§ Short exercise:
Print every row below verbatim, omitting the pictures.

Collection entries
• • • • •

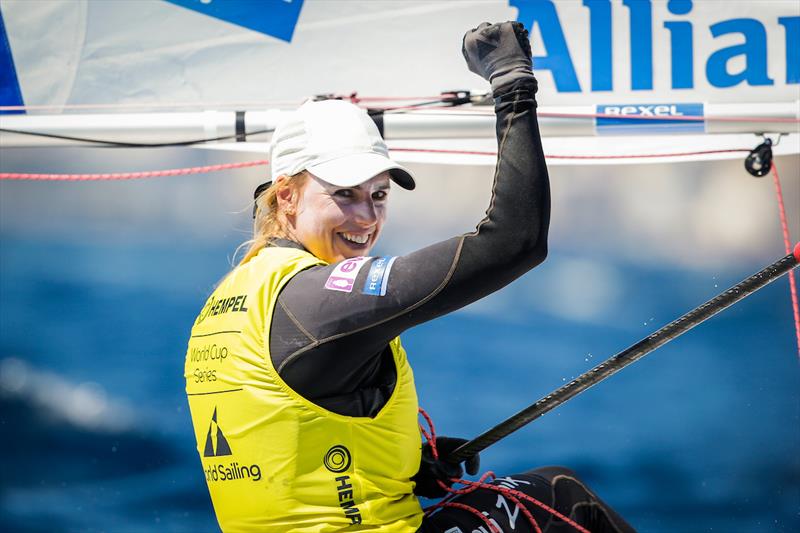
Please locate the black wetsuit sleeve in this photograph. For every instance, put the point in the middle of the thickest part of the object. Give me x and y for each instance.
(330, 346)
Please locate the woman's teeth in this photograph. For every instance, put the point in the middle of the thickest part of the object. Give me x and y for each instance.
(358, 239)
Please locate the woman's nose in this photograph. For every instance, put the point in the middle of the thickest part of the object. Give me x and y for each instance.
(365, 213)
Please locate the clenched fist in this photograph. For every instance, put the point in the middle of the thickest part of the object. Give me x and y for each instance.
(499, 53)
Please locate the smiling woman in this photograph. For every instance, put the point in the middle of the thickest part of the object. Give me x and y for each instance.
(316, 391)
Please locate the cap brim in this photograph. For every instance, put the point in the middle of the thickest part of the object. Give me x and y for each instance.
(355, 169)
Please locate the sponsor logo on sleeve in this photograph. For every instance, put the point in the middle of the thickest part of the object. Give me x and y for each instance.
(378, 277)
(343, 277)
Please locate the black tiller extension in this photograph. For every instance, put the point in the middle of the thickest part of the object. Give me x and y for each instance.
(624, 358)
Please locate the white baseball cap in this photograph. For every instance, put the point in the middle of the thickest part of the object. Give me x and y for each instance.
(336, 141)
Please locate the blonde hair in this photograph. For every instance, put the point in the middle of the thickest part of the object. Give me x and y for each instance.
(269, 223)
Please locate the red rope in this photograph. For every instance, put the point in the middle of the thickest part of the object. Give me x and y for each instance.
(230, 166)
(631, 156)
(514, 496)
(130, 175)
(788, 246)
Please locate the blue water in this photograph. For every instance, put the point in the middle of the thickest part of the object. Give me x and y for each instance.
(702, 435)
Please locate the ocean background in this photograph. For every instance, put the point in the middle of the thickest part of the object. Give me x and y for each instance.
(100, 283)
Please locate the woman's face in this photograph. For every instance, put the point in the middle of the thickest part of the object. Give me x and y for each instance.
(335, 223)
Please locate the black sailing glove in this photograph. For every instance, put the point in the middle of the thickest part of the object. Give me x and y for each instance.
(499, 53)
(432, 470)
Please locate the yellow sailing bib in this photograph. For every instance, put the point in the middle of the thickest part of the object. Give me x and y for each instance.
(273, 460)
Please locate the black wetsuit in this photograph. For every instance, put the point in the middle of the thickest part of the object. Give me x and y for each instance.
(331, 346)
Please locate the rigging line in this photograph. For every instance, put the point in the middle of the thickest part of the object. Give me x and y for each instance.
(630, 355)
(788, 246)
(549, 156)
(122, 144)
(152, 105)
(214, 168)
(448, 110)
(130, 175)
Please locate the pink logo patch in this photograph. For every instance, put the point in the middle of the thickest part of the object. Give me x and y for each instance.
(343, 277)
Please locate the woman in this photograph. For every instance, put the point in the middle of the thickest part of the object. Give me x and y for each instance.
(301, 395)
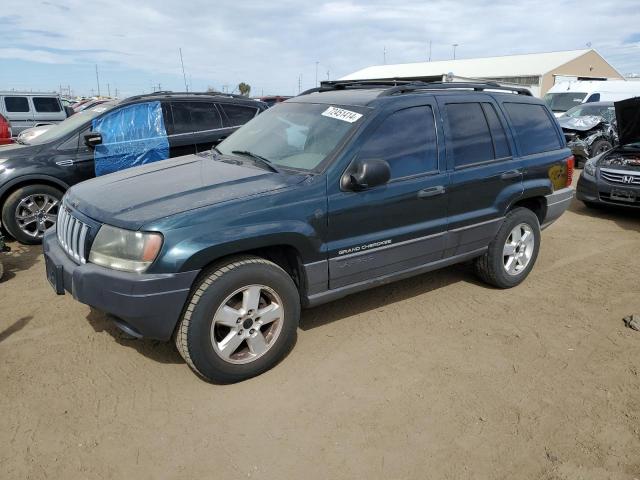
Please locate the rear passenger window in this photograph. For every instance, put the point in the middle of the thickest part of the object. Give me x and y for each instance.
(189, 117)
(238, 114)
(46, 104)
(500, 143)
(534, 129)
(406, 139)
(468, 133)
(16, 104)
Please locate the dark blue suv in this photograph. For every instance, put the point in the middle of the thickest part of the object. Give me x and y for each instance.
(340, 189)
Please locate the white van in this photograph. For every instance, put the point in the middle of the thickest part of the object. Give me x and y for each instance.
(566, 95)
(26, 110)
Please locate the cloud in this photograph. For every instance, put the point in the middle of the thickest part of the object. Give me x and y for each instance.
(270, 44)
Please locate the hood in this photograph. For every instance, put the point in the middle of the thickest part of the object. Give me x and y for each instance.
(628, 118)
(580, 124)
(16, 150)
(134, 197)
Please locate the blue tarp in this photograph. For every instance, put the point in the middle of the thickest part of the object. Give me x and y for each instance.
(131, 136)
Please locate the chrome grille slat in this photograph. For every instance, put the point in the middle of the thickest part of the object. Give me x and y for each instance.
(72, 235)
(618, 176)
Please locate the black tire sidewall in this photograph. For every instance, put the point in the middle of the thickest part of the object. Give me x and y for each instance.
(201, 351)
(496, 248)
(11, 204)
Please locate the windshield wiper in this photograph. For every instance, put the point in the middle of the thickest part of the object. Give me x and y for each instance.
(264, 161)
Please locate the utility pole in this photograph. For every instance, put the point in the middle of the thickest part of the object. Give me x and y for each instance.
(98, 79)
(183, 75)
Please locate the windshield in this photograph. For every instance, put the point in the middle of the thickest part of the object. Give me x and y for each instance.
(561, 102)
(605, 111)
(296, 135)
(67, 126)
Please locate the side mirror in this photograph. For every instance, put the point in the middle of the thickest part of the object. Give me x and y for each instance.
(93, 139)
(218, 141)
(366, 174)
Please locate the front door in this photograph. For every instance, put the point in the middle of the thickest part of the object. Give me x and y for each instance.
(400, 225)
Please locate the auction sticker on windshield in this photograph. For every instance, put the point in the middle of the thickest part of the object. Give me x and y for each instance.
(342, 114)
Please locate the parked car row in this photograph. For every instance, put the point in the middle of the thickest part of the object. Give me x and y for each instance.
(113, 135)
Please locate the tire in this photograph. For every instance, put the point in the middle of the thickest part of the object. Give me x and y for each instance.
(38, 201)
(493, 268)
(222, 351)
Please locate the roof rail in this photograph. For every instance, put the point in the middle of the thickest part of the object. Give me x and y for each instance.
(476, 86)
(169, 92)
(398, 86)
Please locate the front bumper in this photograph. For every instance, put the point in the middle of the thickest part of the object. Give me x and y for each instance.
(557, 203)
(148, 305)
(595, 190)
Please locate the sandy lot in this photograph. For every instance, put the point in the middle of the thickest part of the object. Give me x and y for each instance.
(436, 377)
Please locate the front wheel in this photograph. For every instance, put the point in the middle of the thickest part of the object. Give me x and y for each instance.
(29, 211)
(240, 321)
(513, 252)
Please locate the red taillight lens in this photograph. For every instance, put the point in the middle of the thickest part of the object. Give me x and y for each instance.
(5, 131)
(571, 163)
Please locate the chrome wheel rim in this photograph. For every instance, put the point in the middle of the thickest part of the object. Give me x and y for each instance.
(36, 213)
(247, 324)
(518, 249)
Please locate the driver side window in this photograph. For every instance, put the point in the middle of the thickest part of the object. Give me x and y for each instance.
(407, 140)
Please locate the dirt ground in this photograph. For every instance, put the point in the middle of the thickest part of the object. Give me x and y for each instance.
(435, 377)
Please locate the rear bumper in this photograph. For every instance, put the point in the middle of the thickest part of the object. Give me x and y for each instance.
(557, 203)
(149, 305)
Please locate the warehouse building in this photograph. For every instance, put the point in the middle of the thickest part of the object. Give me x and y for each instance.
(537, 71)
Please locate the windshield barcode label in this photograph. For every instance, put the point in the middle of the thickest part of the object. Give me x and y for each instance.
(341, 114)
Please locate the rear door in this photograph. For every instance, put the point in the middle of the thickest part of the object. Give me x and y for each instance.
(400, 225)
(47, 110)
(19, 112)
(485, 175)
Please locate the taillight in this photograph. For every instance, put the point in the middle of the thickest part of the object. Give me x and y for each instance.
(571, 163)
(5, 131)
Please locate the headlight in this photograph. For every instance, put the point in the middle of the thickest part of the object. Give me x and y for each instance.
(590, 168)
(125, 250)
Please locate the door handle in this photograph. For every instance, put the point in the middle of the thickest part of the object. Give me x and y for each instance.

• • • • •

§ Task solution:
Please locate the black wetsuit sleeve in this photograph. For every instance, put the point in the middle of the thickest part of the object. Give me x and y for each instance.
(330, 346)
Please locate the woman's teeth in this photograph. For every instance, put the point in the middle of the thickest part of the object. Give me x and y for each instance.
(358, 239)
Please locate the woman's nose in this photograph. For every instance, put the point in the middle of the thickest part of the object. Give me x and y for each instance.
(365, 213)
Please locate the clenched fist in this photograph. For every instance, put the point in the middle of the thickest part of the object. Give me x and y for each instance.
(499, 53)
Please locate the smiling woman in this photograph. For every instance, put the point in the middle of the thickest part of the object. Give me x and y for each instance.
(316, 391)
Please locate the cap brim in this photograph. For every instance, put the point in the middle of the thickest part of the object. Give me x and y for each instance.
(355, 169)
Please locate the sponsor logo on sleeve in this photograph. For every instance, put the point in the middle of the thickest part of the object. Give me x and y for each instance.
(378, 277)
(343, 277)
Please locate the black tiller extension in this photograph. For every instance, put the point in the middle of the thickest part of the object. Give me x and y for each instance.
(624, 358)
Please locate the white baseball cap in this photograph. For every instance, put the point in the middle of the thickest part of the object. Give me x and y for each instance.
(336, 141)
Please locate the blonde hair in this photograph. For every instance, put the point in the middle of the thickest part of the object. Give me x and y for each instance.
(269, 223)
Please locate the red rope in this photograph. For every instance, put the point in the middle of the thickest part of the object. Give me x and y for each instance.
(230, 166)
(631, 156)
(514, 496)
(130, 175)
(788, 246)
Please locate the blue water in this photograph. For every instance, put the point in the middle of the thickest part of the object. Give me x and y for each instance.
(702, 435)
Please locate the ocean background in this photograph. For every instance, put the point in the middle of the thickest part of the object. Give me x and y for each instance.
(100, 283)
Please locate the woman's face in this photograph. For every instance, put the point in the middle of the thickest part of the object. Give me x and y for each instance.
(335, 223)
Please locate the black sailing glove in this photograph. For every instance, put the point in the middle of the thickest part of the object. Give me x and y for each instance.
(499, 53)
(432, 470)
Please locate the yellow sailing bib in this photograph. For every instance, put the point in the middle of the thickest part of the object. Give me x and y for each instance.
(273, 460)
Please locate the black wetsuit in this photograph. For every instance, put the point in the middle of the thickest part of the object. Give me x and y for each instance.
(331, 346)
Please locate the rigging line in this photograph. For every instance, put the point in the middle of the thickest part of the object. Give me x and y for each instance.
(630, 355)
(788, 246)
(549, 156)
(122, 144)
(152, 105)
(214, 168)
(448, 110)
(130, 175)
Please locate the pink logo patch in this photograph. For every instance, put the point in the middle of the thickest part of the object. Give me x and y for each instance.
(343, 277)
Please locate the woman in this photograph. For every instance, put the point in the middle of the thickest part of the object. Give me x and y for each instance.
(301, 395)
Please locate the rear passenger window in this photograph. For every instance, put the point in the middle of the thickest part of the object. Give me x and y for each instance.
(189, 117)
(238, 114)
(46, 104)
(500, 143)
(534, 129)
(406, 139)
(468, 133)
(16, 104)
Please locate the dark blue suv in this photograph. For every instance, put the point in the middle of the thickest part of the object. Give me x and y for each instance.
(340, 189)
Please locate the white van in this photograph. For every instance, put the point in the middle of the thickest part of the object. Give me x and y for each instance.
(566, 95)
(26, 110)
Please locate the cloud in this photograph. For every instance, put the point in the middle of the thickest part of the object. Give me x and y for each instance.
(270, 44)
Please locate the hood in this photograph. For every instance, put the point in the middle of the thickest part of the object. Give me x and y for each instance.
(628, 118)
(580, 124)
(16, 150)
(134, 197)
Please locate the blue tarp in this photograph. For every instance, put the point in the middle of the thickest part of the object. Give me x and y for each instance.
(131, 136)
Please locate the chrome grille slat in this photograph. For every instance, put the point in the middle of the thickest part of the object. Give me x and y for each instance.
(72, 235)
(618, 176)
Please locate the black tire sidewall in this photograph. For every instance, put the point in the middle of the thickest part of the object. Give me x and y for each instance.
(201, 351)
(496, 248)
(11, 204)
Please locate the windshield wiper in this photograph. For every instance, put the point in the middle of the thickest part of the object. Give me x and y for each instance.
(264, 161)
Please locate the utility pole in this photograph. For every instance, put the point in the middle of the thickest part of the object. Give me x and y for each instance.
(98, 79)
(183, 75)
Please locate the windshield in this photograph. For every instance, put the point in the middle of the thickest part of the object. Give me x and y for each instance.
(561, 102)
(605, 111)
(296, 135)
(67, 126)
Please locate the side mirror in this photograph. For every instance, put the point in the middle of the thickest part of the object. Give me x and y for each instance.
(93, 139)
(218, 141)
(366, 174)
Please locate the front door in this photograph. For every instance, put the point in the middle of the thickest part of the object. Give me x and y for each instance.
(400, 225)
Please locate the auction sticker on windshield in this photograph. For every instance, put the point in the middle of the thickest part of the object. Give me x and y for each instance.
(342, 114)
Please locate the parked car row in this photograph. For every instance, put the point in the middle of the thickest part of the object. Give me x and y for each instance.
(113, 135)
Please locate the tire in this photograph. For every instance, put the point in the middle of the thickest part of the object. Give me x and y for each instance.
(38, 201)
(493, 268)
(222, 351)
Please locate the roof rail in this photograph. For every instance, put the point in the middle of the thickest part of the object. Give me x and y for each instance.
(476, 86)
(169, 92)
(398, 86)
Please locate the front bumper in this photograph. For every instance, put the point in the middle of the thickest part of the object. Give me x and y for each instance.
(557, 203)
(148, 305)
(595, 190)
Please locate the sandy lot in this photograph. For every instance, put the point in the middle of the thickest part of the object. Give me x and y for each instance.
(436, 377)
Please locate the front wheel in this photograph. For every instance, put the point in the middle of the thickest part of the object. Give me x and y for each instance.
(29, 211)
(240, 321)
(513, 252)
Please locate the red taillight lens in this photograph. For every instance, put the point in the middle of the thickest part of the object. Give me x and y for each instance.
(5, 131)
(571, 163)
Please locate the chrome wheel rim in this photograph. For every instance, put the point in the middle of the thickest part of the object. Give me x and y for each instance.
(36, 213)
(247, 324)
(518, 249)
Please locate the driver side window in this photograph. For every instance, put the point in the middle of the thickest part of the object. Give me x and y for each instance.
(407, 140)
Please locate the dirt ground in this photograph. For every instance, put the point in the middle of the thickest part of the object. Give me x and y for each instance.
(435, 377)
Please locate the rear bumper in this photograph. For every instance, put the point in the middle of the thickest part of the object. Give me x and y for each instance.
(557, 203)
(149, 305)
Please locate the warehouse building in this photograph. For every instance, put the point in the middle of the thickest part of the object. Give me x and y for each instance.
(537, 71)
Please locate the windshield barcode label in this photograph. For every instance, put the point in the middle of the thickest part of the object. Give me x and y for each instance.
(341, 114)
Please locate the rear door in this photograph. For every instance, put the point in the middle of the thickest part of the object. Give me x and y for each instance.
(400, 225)
(47, 110)
(19, 112)
(485, 175)
Please locate the taillight in this photograph. For every instance, put the point in the middle of the thickest part of the object. Give me x and y for each instance.
(571, 163)
(5, 131)
Please locate the headlight in this photograph. For every instance, put the point in the middle of the thickest part of the object. Give me x and y for each instance.
(590, 168)
(125, 250)
Please locate the door handle in this photograph. For every instance, put the point in the middle of the thickest part of the object. Give me x and y for each instance.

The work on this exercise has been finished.